:: Requirement ::
How many lines in the data below contain the string "bridge"? Case counts. Reply with the number alone.

:: Available records ::
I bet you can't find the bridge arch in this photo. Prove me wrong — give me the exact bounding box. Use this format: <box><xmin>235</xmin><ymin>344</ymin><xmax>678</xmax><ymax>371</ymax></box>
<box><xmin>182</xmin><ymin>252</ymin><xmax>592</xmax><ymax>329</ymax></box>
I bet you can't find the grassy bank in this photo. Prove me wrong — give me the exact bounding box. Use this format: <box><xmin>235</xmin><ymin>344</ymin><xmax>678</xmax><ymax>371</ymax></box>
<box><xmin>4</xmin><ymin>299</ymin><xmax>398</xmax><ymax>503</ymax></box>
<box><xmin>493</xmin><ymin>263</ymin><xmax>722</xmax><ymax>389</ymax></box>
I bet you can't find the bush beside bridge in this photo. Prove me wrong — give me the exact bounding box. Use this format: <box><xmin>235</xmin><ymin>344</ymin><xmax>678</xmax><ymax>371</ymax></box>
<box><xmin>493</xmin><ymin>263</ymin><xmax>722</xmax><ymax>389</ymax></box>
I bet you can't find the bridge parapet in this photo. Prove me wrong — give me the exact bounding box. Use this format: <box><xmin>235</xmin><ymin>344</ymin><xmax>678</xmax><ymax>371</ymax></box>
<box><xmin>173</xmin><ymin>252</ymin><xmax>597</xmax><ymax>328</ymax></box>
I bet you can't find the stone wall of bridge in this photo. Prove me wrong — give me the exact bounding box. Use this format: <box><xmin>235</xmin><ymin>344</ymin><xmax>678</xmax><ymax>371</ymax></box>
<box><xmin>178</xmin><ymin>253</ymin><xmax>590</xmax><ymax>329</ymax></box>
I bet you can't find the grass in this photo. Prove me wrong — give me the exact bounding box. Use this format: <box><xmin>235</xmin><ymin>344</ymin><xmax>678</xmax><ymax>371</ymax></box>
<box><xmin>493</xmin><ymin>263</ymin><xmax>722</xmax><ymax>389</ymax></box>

---

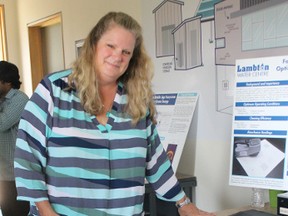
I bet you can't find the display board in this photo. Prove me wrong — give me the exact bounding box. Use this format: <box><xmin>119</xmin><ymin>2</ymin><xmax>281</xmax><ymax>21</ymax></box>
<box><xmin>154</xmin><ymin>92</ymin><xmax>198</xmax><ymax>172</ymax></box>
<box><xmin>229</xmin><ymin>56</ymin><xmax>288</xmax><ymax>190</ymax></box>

--

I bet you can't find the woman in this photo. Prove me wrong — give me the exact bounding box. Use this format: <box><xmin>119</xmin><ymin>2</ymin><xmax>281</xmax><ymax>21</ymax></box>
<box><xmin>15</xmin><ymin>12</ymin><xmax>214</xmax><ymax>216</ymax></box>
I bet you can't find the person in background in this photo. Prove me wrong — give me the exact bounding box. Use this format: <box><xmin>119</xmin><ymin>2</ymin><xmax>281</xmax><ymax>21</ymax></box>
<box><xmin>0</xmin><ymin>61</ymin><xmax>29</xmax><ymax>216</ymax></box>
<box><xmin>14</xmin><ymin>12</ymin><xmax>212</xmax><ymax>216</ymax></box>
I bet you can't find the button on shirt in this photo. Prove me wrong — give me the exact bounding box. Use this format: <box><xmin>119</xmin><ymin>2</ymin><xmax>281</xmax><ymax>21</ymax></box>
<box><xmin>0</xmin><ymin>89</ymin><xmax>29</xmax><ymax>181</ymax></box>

:: Worked answer ::
4